Raw data:
○ ○ ○ ○ ○

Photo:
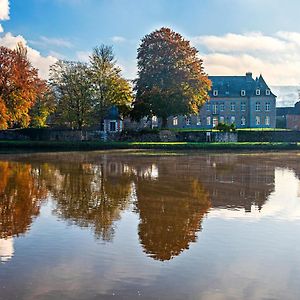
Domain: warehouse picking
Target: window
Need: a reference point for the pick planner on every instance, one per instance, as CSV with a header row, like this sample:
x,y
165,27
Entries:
x,y
243,121
257,106
188,121
154,122
175,121
208,120
215,108
243,106
199,120
215,121
232,106
112,126
257,120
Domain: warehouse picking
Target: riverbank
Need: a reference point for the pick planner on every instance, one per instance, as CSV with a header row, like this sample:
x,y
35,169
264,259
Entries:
x,y
8,146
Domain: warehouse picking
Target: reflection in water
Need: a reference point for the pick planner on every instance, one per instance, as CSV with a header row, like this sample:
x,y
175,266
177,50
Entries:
x,y
153,205
171,194
170,215
92,195
21,194
6,249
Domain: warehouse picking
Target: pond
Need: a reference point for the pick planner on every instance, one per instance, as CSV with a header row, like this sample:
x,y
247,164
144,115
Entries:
x,y
98,225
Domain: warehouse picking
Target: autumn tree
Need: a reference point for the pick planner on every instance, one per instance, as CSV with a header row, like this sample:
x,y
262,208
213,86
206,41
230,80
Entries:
x,y
72,88
19,87
85,92
171,78
110,88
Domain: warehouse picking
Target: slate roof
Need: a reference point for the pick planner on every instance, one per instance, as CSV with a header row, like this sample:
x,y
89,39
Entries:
x,y
283,111
231,86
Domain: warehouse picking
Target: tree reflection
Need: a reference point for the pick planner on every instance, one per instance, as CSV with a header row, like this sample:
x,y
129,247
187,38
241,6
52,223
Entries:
x,y
92,195
170,214
21,194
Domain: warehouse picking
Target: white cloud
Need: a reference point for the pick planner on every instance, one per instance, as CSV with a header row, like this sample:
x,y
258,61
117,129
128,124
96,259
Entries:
x,y
277,57
42,63
4,10
56,42
118,39
83,56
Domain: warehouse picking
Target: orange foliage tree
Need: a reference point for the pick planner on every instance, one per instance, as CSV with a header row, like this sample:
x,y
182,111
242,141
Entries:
x,y
20,86
171,78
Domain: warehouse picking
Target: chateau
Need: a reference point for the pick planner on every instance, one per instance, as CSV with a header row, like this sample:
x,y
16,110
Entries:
x,y
240,100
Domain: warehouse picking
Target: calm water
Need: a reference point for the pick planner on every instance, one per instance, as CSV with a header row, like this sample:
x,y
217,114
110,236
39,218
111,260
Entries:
x,y
141,226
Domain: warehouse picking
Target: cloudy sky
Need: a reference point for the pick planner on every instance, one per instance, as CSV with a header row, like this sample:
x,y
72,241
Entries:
x,y
232,36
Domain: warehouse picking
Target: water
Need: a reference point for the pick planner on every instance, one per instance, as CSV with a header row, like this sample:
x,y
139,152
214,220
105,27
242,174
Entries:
x,y
150,226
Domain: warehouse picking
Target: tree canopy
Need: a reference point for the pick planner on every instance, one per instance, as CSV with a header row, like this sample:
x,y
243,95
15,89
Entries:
x,y
171,78
85,91
73,93
20,86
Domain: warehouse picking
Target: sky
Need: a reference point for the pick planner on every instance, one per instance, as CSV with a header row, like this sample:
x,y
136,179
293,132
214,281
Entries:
x,y
232,36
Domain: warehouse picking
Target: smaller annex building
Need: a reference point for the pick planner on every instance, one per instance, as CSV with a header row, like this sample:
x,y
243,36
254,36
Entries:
x,y
288,117
112,121
240,100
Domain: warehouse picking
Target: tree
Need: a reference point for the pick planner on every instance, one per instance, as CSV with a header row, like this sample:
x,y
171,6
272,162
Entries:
x,y
72,88
110,88
171,78
84,92
42,108
19,87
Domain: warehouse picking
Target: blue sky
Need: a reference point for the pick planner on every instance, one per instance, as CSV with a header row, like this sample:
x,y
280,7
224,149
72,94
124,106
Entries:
x,y
233,36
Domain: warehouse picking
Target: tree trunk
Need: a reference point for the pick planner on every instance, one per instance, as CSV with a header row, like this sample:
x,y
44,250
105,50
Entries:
x,y
164,122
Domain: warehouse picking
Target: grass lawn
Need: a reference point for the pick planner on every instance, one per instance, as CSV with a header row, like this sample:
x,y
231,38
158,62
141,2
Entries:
x,y
11,146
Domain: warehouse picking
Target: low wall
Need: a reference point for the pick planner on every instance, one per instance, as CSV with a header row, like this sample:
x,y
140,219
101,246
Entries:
x,y
269,136
150,136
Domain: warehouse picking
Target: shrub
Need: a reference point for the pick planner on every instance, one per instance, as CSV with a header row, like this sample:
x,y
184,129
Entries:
x,y
226,127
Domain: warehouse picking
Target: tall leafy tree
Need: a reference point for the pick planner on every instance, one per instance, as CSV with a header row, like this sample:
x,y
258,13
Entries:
x,y
19,87
72,88
171,79
110,88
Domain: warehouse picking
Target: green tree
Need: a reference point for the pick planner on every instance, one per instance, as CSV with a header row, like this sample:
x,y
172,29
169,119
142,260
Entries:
x,y
72,88
171,78
110,88
43,107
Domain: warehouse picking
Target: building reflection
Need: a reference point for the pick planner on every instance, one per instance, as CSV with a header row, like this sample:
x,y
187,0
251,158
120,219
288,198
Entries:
x,y
171,194
6,249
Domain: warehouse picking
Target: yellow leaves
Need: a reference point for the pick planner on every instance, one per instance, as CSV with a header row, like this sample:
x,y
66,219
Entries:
x,y
19,86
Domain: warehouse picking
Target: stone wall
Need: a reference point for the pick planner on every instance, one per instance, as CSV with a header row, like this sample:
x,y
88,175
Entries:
x,y
269,136
151,136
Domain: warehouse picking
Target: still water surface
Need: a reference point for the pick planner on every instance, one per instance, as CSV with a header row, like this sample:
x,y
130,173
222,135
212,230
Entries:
x,y
140,226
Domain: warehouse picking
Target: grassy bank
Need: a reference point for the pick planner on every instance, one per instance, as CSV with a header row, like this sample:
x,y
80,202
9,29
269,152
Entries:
x,y
7,146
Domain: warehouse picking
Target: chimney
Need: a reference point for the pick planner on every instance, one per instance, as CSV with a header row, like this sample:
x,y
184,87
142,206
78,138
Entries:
x,y
249,75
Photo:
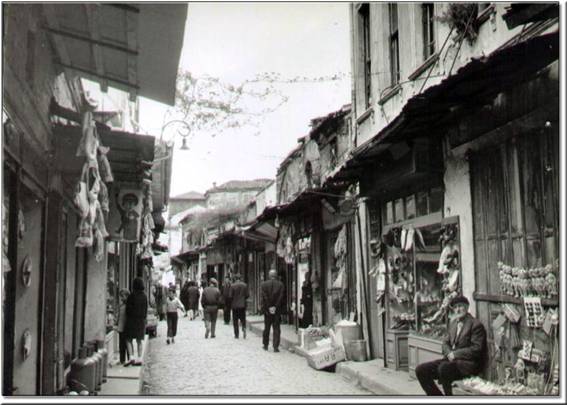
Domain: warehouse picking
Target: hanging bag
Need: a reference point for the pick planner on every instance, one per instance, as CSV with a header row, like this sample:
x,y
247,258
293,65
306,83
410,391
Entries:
x,y
81,199
104,165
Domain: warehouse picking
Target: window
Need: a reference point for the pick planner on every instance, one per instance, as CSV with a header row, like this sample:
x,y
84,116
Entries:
x,y
427,15
364,18
394,44
412,206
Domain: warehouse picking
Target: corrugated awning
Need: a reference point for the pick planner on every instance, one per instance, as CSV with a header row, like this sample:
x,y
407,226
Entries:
x,y
132,47
476,82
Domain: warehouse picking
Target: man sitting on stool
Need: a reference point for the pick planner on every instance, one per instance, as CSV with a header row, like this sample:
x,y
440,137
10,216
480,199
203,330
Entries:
x,y
463,352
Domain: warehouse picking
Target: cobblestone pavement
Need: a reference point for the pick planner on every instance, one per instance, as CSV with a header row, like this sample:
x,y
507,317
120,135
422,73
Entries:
x,y
228,366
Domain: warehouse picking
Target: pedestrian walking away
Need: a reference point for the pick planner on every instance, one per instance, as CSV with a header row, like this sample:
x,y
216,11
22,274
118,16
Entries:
x,y
272,297
210,300
184,295
136,315
464,350
172,303
193,297
238,295
120,324
226,300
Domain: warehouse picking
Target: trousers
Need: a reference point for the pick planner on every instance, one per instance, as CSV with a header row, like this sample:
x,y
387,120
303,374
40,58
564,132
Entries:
x,y
123,347
210,315
271,321
226,313
238,314
443,370
172,319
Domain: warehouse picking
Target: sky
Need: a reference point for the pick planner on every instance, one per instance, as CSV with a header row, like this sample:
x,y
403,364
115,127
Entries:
x,y
235,42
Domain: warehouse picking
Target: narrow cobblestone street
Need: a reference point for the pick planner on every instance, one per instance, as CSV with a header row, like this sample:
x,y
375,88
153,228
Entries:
x,y
227,366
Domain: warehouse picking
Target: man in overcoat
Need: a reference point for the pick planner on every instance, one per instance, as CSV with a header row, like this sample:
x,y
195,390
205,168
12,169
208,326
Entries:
x,y
272,296
464,351
237,295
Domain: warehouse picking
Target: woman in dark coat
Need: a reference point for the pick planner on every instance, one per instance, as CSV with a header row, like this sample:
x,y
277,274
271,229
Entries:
x,y
136,314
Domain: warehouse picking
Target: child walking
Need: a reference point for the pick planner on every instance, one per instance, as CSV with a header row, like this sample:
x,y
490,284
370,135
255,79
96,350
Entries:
x,y
172,303
122,340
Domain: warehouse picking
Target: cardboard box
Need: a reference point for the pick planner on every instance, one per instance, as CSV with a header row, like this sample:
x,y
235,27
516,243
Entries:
x,y
325,357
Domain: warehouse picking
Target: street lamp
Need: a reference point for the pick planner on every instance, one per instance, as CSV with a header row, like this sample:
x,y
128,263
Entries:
x,y
183,134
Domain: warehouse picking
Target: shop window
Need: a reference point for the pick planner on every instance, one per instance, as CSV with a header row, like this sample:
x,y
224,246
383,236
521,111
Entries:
x,y
422,203
394,44
427,17
399,214
515,218
410,207
436,200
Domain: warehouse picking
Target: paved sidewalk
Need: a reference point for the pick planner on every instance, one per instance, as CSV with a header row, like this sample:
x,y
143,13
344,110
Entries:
x,y
371,375
124,381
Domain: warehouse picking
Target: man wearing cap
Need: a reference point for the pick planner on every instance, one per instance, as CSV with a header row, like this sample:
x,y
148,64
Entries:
x,y
272,297
210,300
238,295
463,352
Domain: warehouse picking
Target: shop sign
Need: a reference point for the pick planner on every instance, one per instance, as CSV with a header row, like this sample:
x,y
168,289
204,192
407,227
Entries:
x,y
125,215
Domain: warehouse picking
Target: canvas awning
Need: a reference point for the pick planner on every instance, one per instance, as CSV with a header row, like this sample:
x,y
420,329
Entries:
x,y
133,47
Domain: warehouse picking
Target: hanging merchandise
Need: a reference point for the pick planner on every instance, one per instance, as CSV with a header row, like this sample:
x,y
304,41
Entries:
x,y
520,282
21,224
85,238
88,145
98,245
81,197
534,312
103,198
5,240
104,165
26,269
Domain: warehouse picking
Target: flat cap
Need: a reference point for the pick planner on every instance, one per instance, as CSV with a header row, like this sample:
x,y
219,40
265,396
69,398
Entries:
x,y
460,299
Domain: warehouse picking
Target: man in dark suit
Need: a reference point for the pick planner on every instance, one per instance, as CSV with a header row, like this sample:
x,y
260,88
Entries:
x,y
463,352
237,296
272,296
210,300
226,300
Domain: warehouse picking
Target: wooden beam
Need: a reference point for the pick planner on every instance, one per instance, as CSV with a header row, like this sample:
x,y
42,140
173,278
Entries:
x,y
94,30
129,86
91,39
131,24
125,7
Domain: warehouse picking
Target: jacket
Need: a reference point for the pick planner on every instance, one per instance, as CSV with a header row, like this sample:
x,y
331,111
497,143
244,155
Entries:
x,y
193,296
469,348
171,305
211,296
238,294
272,295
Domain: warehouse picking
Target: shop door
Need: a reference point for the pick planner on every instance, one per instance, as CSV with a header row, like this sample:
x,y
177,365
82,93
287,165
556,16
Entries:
x,y
9,257
53,289
30,227
516,221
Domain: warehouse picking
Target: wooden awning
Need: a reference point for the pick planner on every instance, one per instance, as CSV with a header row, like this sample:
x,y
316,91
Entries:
x,y
132,47
127,152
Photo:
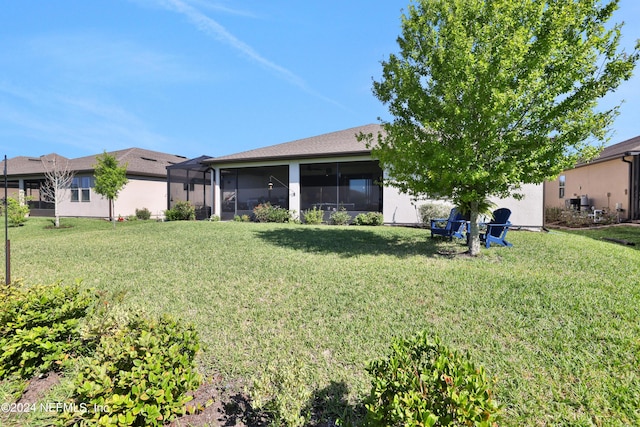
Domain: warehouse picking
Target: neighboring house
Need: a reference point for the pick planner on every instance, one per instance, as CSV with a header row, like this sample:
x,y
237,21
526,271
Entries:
x,y
610,182
330,172
147,186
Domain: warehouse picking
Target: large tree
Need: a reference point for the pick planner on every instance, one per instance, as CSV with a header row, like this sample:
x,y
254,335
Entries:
x,y
110,178
487,95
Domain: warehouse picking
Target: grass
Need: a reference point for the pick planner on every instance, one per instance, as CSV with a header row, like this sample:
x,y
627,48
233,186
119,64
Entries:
x,y
555,319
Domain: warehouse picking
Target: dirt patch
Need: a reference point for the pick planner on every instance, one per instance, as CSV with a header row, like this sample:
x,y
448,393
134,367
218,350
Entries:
x,y
38,387
224,404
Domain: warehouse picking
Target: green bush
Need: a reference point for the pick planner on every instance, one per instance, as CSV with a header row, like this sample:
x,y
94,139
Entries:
x,y
16,213
265,212
430,211
424,383
370,218
340,217
313,216
181,211
283,392
139,375
39,326
143,214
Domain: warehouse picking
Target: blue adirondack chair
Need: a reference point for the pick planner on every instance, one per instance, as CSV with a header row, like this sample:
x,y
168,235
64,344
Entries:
x,y
454,227
497,229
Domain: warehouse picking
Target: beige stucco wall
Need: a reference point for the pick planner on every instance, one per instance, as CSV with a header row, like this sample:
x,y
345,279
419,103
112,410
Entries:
x,y
605,184
137,194
527,212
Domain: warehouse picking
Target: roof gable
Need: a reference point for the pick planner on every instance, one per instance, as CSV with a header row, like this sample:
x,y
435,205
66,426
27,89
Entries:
x,y
342,142
139,162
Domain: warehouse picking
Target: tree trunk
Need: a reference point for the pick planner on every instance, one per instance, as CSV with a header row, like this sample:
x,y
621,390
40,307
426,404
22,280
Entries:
x,y
474,239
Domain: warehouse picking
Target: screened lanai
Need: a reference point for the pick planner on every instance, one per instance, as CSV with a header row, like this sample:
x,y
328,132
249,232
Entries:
x,y
191,181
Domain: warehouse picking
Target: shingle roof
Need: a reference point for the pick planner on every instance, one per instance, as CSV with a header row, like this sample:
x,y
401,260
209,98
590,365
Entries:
x,y
343,142
616,150
24,165
139,162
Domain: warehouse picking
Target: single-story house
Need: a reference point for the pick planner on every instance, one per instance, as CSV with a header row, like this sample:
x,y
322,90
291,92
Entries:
x,y
330,171
147,186
611,182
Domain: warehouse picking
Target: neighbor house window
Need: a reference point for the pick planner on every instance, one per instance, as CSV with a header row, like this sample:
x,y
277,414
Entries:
x,y
561,185
81,188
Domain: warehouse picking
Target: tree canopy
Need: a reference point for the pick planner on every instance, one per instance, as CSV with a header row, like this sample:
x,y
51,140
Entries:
x,y
487,95
110,178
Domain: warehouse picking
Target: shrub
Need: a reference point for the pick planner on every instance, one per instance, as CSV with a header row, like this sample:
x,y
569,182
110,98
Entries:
x,y
182,211
283,392
370,218
139,375
39,326
265,212
313,216
16,213
424,383
340,217
143,214
430,211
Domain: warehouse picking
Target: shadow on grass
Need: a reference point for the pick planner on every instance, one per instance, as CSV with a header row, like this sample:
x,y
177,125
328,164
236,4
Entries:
x,y
351,242
330,404
326,408
620,235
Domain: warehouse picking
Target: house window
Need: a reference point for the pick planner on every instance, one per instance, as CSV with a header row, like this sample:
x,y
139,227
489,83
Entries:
x,y
81,188
561,186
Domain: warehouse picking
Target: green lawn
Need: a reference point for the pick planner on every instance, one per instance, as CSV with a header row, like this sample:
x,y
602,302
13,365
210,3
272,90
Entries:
x,y
555,319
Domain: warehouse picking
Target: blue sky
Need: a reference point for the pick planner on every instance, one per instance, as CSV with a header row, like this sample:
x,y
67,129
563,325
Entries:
x,y
213,77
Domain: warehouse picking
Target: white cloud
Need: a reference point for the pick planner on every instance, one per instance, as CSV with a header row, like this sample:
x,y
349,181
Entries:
x,y
212,28
59,119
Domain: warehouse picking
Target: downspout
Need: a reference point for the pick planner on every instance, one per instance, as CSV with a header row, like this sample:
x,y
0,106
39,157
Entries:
x,y
632,210
168,188
212,179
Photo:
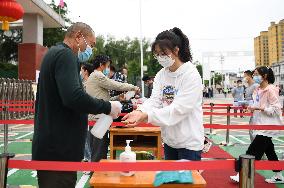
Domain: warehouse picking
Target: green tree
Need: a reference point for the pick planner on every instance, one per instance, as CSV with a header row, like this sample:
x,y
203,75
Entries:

○ ○ ○ ○ ○

Locate each line of the rows above that contains the word "reflection", and copy those lines out in full.

Written response:
Target: reflection in water
Target: tree reflection
Target: building reflection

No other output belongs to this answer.